Provided text:
################
However, he also reiterated that the employer must bear the responsibility of subordination within an employment contract, unless rebuttable otherwise. This setting entails that self-employment would be paid during waiting times, he argued, as freedom of choice is a key concept that returns constantly in the public debate on the platform economy. Yet, in practice, he stated, this is hardly the case. For instance, a delivery food worker cannot work during mornings due to a lack of demand and the question of hourly wages should be considered to compensate for waiting times. Mr Voet concluded his series of statements by affirming that on-demand work is not a novel idea, as it has existed for centuries, while the need to both create a level playing field for all actors of the economy and foster the improvement of working conditions are emerging once again in the public discussion.
The moderator drew attention to a Copenhagen Economics’ study, commissioned by Delivery Platform Europe, which identifies the risk that the new policy orientation would imply a move from flexible work models towards non-flexible work models, as well as a loss of income for independent workers.
Mr Laurinkari provided the background to the study and detailed the exchange with other platforms regarding their respective experiences, as well as the feedbacks received from workers across Europe. He subsequently stated that platform-based models are sometimes misrepresented in the public discussion, as these undertakings are regularly in touch with self-employed workers, contracting partners and their communities at large through, for example, surveys, which often indicate high levels of satisfaction with regard to compensation, freedom of choice and flexibility that the platform work provides. He further added that a fully-fledged representation of platform workers themselves is often missing in the public debate. Indeed, he specified that the Copenhagen Economics study reflects what delivery companies have understood in terms of importance of the feature of flexibility for platform workers. He concluded by stating that the key figure from this research consists of the fact that around 250.000 workers in Europe would stop performing deliveries on platforms if forced into regular employment without the choice of when, where and how they can perform their duties.
################
Entries:
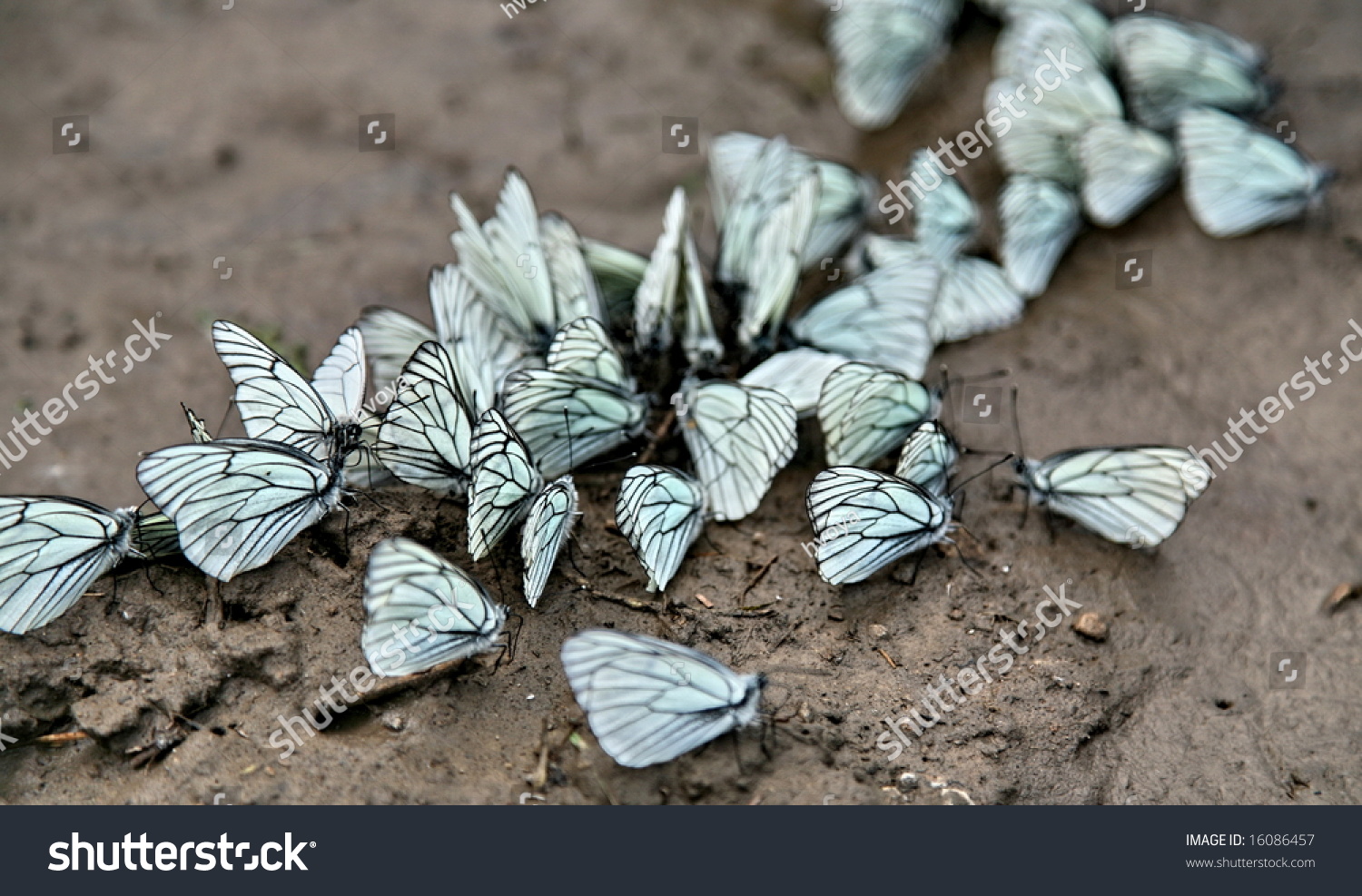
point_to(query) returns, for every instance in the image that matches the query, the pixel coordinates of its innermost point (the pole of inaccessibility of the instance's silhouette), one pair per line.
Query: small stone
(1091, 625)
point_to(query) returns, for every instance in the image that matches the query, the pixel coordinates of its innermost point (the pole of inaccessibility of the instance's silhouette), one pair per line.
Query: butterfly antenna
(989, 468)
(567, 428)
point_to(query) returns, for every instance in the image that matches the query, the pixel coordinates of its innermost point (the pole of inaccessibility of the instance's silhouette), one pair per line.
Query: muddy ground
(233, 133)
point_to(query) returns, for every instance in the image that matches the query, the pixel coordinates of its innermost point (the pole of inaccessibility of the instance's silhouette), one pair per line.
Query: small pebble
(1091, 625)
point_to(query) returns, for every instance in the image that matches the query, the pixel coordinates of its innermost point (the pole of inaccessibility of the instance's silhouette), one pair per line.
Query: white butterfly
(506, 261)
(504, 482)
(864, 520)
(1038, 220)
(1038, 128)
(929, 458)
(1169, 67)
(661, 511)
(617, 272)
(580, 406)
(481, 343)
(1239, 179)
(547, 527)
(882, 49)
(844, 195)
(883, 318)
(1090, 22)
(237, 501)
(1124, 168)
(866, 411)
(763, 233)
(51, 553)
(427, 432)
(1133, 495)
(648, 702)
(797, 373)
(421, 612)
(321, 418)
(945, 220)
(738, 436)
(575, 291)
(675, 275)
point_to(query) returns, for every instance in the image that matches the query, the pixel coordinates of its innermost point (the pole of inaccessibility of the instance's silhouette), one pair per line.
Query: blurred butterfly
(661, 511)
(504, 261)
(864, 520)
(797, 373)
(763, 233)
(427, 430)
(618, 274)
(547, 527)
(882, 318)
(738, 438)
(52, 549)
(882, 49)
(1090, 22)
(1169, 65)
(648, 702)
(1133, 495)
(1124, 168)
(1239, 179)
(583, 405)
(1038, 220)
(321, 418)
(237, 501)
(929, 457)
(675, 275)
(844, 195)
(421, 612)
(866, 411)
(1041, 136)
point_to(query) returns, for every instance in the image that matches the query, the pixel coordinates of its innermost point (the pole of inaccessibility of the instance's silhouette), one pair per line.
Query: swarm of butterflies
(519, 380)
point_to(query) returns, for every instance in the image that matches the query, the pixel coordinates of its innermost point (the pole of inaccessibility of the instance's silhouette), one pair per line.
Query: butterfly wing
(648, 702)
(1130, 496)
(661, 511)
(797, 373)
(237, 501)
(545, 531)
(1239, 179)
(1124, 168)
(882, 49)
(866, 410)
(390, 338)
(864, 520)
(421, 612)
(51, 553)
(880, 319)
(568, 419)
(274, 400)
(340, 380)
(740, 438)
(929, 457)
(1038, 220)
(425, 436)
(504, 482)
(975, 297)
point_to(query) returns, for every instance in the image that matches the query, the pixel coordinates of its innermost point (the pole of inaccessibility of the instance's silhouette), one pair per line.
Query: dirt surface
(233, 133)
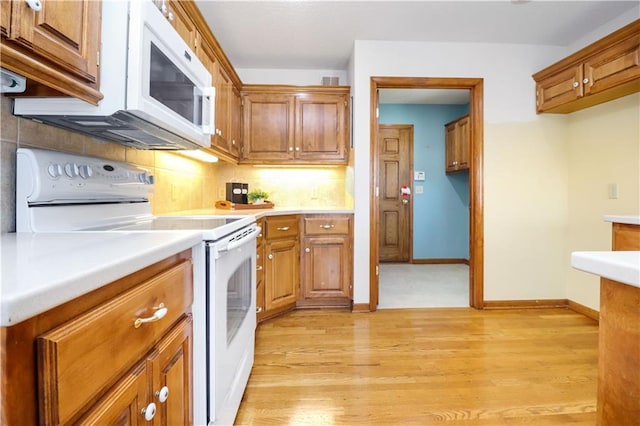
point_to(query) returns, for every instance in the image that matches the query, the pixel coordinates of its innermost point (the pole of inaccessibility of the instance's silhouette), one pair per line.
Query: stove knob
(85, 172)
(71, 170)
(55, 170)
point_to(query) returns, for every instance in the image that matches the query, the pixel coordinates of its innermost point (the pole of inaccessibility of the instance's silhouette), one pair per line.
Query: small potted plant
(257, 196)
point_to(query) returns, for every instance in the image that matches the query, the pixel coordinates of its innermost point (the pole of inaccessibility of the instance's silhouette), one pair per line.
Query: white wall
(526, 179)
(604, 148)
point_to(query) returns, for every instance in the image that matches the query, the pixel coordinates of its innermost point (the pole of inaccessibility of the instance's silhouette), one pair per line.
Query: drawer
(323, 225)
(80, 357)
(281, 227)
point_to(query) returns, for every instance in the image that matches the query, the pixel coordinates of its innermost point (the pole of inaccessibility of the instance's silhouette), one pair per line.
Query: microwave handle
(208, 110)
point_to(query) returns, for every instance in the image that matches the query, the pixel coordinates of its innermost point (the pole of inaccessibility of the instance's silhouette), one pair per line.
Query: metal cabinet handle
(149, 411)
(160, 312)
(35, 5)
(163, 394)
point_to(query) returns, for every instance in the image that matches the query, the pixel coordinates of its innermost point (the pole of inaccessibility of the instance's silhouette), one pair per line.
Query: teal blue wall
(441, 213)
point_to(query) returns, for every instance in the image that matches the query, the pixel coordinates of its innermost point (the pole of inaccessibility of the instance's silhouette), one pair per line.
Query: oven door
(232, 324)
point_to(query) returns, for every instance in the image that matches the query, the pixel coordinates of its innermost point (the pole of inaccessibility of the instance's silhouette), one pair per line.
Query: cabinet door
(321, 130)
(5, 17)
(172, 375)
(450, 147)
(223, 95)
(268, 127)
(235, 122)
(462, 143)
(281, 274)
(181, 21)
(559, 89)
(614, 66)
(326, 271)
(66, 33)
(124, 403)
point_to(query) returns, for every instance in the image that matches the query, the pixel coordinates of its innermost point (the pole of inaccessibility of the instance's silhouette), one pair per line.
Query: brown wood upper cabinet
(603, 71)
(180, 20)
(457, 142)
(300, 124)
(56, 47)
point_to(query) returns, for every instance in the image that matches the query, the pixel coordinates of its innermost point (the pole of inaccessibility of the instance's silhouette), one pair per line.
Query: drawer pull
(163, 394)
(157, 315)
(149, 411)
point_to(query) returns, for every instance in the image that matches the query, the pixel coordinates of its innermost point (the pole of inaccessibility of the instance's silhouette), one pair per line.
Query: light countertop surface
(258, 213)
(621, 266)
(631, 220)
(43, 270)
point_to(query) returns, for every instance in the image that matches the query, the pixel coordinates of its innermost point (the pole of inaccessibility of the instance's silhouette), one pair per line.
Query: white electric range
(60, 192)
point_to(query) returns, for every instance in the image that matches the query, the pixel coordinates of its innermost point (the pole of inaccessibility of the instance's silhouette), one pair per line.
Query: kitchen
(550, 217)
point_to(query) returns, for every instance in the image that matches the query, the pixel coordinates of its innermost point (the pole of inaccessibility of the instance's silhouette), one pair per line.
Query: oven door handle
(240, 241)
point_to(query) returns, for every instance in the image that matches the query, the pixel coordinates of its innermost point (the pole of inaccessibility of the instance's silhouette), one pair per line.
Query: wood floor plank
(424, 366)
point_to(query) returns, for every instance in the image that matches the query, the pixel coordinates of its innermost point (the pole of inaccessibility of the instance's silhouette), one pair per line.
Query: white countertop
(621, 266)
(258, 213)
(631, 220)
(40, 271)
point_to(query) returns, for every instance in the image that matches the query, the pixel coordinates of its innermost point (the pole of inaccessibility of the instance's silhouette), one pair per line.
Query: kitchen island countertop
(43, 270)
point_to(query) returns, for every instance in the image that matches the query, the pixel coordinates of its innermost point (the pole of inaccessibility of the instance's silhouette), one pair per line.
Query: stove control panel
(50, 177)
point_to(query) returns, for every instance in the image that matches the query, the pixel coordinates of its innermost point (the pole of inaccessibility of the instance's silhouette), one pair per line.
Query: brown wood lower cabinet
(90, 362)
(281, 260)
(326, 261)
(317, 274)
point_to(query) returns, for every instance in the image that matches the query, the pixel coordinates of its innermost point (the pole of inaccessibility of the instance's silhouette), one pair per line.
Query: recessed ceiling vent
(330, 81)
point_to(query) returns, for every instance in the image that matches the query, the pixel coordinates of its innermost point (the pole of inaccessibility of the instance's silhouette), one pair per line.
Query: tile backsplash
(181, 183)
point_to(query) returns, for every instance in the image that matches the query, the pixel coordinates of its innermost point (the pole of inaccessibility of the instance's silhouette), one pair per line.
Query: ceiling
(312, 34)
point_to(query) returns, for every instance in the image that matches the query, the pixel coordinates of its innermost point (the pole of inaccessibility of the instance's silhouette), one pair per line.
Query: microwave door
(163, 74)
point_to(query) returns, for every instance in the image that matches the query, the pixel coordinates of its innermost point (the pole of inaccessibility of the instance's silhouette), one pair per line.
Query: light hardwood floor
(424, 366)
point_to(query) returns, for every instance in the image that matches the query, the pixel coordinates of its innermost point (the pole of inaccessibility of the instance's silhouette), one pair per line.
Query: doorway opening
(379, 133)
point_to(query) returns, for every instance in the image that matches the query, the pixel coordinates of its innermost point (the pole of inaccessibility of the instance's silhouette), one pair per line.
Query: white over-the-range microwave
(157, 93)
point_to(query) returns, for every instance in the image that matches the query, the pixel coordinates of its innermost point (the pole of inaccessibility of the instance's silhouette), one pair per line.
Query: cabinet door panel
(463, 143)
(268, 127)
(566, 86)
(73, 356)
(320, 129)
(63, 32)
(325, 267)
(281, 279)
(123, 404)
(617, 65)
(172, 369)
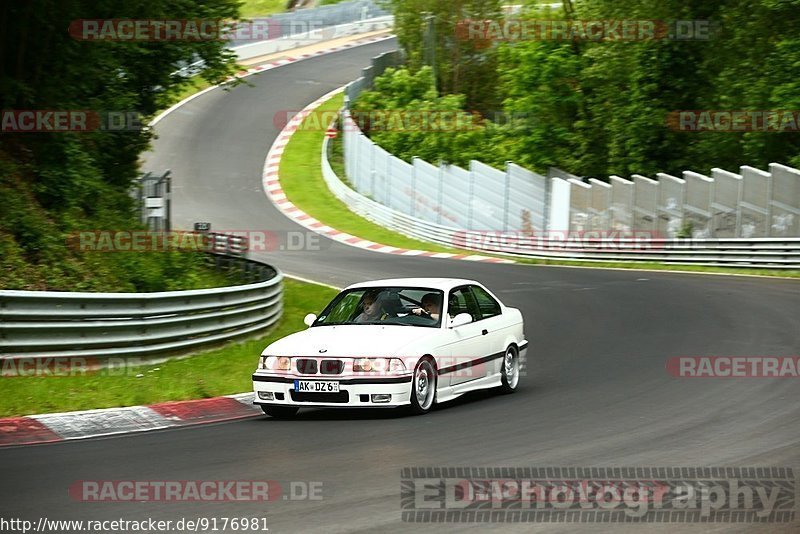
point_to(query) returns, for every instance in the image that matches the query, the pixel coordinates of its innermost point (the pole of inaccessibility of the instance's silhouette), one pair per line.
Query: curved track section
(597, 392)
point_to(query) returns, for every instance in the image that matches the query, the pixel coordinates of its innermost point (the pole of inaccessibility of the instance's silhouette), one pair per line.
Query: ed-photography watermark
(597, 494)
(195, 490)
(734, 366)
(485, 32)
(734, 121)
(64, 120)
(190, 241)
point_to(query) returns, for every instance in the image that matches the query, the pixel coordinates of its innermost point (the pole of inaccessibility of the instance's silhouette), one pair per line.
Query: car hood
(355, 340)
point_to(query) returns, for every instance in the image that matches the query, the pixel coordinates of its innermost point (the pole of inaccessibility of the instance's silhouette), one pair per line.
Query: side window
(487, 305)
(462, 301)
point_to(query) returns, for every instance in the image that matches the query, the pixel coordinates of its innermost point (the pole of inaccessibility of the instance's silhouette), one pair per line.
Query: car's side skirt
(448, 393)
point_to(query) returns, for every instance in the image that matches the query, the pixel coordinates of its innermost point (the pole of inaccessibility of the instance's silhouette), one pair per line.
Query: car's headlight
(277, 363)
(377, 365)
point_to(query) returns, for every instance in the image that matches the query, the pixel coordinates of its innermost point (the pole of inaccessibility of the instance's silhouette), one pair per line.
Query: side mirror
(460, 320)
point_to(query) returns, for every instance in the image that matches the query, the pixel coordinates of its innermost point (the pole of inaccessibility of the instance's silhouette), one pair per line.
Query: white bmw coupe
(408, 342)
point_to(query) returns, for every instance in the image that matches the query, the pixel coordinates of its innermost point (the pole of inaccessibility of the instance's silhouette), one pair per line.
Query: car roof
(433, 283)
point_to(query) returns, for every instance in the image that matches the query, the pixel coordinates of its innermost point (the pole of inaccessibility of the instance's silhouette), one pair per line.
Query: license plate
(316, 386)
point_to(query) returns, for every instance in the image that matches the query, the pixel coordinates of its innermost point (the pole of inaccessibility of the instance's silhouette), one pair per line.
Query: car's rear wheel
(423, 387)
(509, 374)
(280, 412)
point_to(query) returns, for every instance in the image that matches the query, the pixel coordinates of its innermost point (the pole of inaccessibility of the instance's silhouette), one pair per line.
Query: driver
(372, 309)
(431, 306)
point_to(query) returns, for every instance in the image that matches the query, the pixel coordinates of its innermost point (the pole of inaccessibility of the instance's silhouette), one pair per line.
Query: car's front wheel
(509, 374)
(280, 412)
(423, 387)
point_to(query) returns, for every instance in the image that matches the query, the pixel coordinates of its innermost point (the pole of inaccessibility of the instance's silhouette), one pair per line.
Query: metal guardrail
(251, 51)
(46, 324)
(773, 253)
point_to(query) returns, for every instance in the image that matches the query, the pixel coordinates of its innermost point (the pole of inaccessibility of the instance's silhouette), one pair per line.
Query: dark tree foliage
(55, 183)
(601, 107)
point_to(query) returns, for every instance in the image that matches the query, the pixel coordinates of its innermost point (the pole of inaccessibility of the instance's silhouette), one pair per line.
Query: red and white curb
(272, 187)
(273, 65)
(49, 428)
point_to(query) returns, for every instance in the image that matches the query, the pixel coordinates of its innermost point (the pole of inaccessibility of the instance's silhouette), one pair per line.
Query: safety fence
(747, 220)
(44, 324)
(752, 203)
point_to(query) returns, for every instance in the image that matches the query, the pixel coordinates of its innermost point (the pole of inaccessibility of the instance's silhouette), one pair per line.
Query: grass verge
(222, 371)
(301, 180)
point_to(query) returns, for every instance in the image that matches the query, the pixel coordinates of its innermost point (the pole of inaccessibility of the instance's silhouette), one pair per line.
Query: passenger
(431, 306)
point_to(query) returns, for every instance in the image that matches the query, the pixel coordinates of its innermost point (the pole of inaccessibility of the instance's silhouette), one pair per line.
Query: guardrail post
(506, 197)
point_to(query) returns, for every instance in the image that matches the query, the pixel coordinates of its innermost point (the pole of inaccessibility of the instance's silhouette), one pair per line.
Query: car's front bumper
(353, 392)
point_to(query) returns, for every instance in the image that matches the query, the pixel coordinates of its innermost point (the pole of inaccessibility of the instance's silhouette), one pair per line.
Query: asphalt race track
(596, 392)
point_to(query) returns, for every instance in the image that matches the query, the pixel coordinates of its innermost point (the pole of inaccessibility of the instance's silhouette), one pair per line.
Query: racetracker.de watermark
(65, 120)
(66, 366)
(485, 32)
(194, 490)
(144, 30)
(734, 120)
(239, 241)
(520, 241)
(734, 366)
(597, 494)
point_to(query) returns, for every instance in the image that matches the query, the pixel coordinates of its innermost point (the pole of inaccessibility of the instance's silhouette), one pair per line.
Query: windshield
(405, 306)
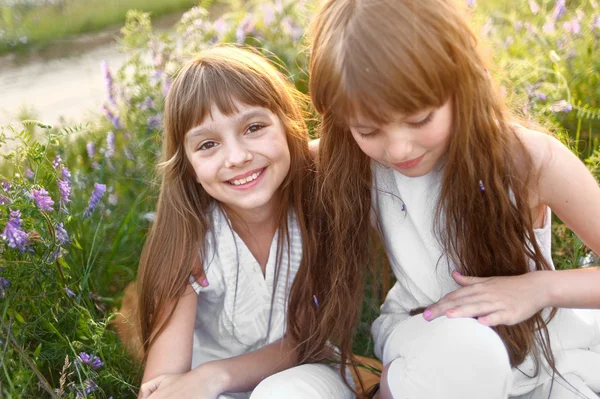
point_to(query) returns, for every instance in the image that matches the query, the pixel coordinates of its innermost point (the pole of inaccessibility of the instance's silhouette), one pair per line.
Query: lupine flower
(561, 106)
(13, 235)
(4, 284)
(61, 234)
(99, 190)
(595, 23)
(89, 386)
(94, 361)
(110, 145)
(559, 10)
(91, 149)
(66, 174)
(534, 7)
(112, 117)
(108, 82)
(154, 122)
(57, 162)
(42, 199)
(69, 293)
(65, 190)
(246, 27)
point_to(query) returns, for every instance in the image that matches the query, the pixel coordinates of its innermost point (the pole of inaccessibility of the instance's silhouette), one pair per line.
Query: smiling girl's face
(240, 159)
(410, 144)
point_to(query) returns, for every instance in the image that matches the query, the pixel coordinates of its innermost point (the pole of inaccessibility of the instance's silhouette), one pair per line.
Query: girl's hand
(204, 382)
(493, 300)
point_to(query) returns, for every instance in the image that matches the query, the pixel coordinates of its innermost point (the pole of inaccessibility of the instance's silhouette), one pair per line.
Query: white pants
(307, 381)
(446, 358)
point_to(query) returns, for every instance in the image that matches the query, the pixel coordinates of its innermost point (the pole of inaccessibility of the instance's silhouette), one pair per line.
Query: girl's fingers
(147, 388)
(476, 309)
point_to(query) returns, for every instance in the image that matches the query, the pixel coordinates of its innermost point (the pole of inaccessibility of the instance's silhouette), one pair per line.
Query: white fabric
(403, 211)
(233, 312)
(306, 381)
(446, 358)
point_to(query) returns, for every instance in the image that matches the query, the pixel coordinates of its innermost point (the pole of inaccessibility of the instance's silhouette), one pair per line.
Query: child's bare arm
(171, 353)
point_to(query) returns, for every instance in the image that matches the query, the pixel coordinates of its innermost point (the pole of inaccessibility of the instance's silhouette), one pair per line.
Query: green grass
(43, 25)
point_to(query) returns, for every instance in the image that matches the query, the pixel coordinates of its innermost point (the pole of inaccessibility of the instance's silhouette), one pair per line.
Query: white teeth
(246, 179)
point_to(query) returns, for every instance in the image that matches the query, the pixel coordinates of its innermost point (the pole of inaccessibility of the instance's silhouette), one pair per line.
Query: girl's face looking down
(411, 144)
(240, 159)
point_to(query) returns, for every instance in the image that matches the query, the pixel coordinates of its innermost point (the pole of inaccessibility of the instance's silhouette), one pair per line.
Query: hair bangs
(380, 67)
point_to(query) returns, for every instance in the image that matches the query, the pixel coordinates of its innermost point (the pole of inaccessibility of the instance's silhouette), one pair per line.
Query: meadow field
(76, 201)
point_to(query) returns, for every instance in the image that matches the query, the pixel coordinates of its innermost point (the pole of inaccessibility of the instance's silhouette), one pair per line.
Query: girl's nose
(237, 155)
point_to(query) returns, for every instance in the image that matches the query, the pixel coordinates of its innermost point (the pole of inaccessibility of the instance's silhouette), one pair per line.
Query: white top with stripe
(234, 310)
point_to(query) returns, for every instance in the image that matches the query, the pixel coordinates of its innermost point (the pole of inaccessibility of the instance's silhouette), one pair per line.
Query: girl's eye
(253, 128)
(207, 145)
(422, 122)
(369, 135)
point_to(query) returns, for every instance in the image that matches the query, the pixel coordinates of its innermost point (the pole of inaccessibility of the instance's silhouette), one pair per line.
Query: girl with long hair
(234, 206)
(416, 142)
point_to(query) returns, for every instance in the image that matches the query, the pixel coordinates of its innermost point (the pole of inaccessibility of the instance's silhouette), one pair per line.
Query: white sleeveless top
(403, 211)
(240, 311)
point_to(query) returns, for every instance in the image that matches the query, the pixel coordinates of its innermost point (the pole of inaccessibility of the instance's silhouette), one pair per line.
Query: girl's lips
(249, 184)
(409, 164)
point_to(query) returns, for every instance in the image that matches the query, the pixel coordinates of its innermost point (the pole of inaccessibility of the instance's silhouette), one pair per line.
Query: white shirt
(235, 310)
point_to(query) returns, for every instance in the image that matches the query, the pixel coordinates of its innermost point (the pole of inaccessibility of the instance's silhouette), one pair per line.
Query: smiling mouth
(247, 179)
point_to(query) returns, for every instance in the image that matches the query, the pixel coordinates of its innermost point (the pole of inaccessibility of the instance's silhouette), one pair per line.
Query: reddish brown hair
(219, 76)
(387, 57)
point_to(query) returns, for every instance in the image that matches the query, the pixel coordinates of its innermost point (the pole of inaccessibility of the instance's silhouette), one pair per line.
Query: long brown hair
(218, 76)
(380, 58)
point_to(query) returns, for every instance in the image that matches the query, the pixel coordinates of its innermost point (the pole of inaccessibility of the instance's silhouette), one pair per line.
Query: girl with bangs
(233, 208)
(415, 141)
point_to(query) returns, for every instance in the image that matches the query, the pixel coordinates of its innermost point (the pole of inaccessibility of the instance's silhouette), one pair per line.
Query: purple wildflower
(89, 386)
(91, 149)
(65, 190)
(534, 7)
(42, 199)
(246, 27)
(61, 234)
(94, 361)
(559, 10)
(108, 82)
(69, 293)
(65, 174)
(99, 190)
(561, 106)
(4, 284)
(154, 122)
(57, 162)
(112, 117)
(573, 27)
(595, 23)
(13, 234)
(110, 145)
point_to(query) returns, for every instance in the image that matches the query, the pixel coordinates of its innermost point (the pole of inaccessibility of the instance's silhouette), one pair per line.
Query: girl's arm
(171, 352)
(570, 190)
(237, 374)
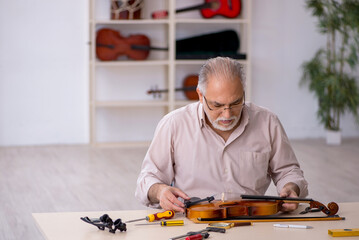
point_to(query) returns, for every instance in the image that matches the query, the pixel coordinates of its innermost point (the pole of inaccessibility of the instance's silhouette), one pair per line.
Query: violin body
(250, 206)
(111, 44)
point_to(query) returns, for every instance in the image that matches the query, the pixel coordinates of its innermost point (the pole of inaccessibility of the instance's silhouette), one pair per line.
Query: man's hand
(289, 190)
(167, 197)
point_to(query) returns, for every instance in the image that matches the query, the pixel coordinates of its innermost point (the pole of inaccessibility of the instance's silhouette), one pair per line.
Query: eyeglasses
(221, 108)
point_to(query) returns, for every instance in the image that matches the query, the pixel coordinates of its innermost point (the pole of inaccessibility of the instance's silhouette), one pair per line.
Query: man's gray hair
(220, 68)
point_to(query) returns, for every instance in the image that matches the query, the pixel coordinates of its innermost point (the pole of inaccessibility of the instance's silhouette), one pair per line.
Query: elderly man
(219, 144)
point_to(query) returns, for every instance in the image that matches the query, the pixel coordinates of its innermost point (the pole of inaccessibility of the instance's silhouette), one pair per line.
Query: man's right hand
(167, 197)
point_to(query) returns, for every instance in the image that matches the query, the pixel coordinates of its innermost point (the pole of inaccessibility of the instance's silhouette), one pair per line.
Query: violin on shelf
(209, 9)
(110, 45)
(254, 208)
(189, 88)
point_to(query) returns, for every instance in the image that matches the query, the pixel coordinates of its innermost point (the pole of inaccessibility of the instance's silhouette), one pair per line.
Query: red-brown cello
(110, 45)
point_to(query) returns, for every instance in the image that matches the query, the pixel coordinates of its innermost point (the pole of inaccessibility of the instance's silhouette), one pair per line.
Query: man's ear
################
What you need to do:
1 – In the platform work debate summary, rewrite the part that opens with the words "However, he also" and closes with "the public discussion.", changing "waiting times" to "idle periods".
2 – Pick up the platform work debate summary after its final sentence and write what comes next.

Responses in order:
1 –
However, he also reiterated that the employer must bear the responsibility of subordination within an employment contract, unless rebuttable otherwise. This setting entails that self-employment would be paid during idle periods, he argued, as freedom of choice is a key concept that returns constantly in the public debate on the platform economy. Yet, in practice, he stated, this is hardly the case. For instance, a delivery food worker cannot work during mornings due to a lack of demand and the question of hourly wages should be considered to compensate for idle periods. Mr Voet concluded his series of statements by affirming that on-demand work is not a novel idea, as it has existed for centuries, while the need to both create a level playing field for all actors of the economy and foster the improvement of working conditions are emerging once again in the public discussion.

2 –
Mr Bart returned to Mr Voet’s example on the “employment versus self-employment” model by stating that what truly defines employment status is to what extent both the worker and companies are willing to engage with the risk of doing business. For instance, the speaker said, for the morning hours of delivery workers, the self-employed worker can take the entrepreneurial risk of working during those hours believing there may be an opportunity or not, or the given platform can set a shift for those hours or not, depending on what model is in place. The speaker also stated that, however we wish to look at these issues, workers must be willing and able to take the entrepreneurial risk, and regardless their status, they should be included in social protection programmes. Elaborating on this example, the speaker highlighted the need of a clear EU-wide direction on how to conduct business, as the core matter underpinning the public debate is the definition of ‘self-employed’ and ‘platform work employment’.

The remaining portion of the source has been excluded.